(Listing drawn from a dataset)
# # #
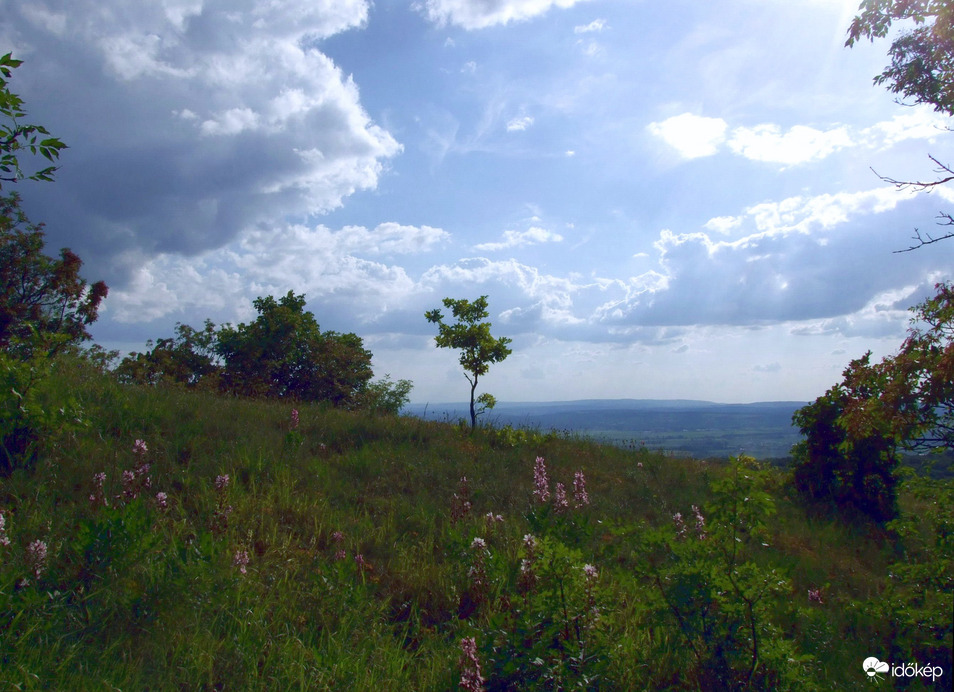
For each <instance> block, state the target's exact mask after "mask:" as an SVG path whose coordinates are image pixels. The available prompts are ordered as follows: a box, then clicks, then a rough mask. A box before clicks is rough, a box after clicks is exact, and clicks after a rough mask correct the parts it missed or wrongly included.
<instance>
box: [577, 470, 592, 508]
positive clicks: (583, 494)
mask: <svg viewBox="0 0 954 692" xmlns="http://www.w3.org/2000/svg"><path fill="white" fill-rule="evenodd" d="M573 504H574V505H575V506H576V507H577V509H579V508H580V507H583V506H584V505H588V504H590V496H589V495H587V494H586V477H585V476H584V475H583V469H580V470H579V471H577V472H576V473H574V474H573Z"/></svg>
# # #
→ What you will do:
In the listing above, how many lines contain the word "mask"? Reply with the number alone.

→ Written reply:
2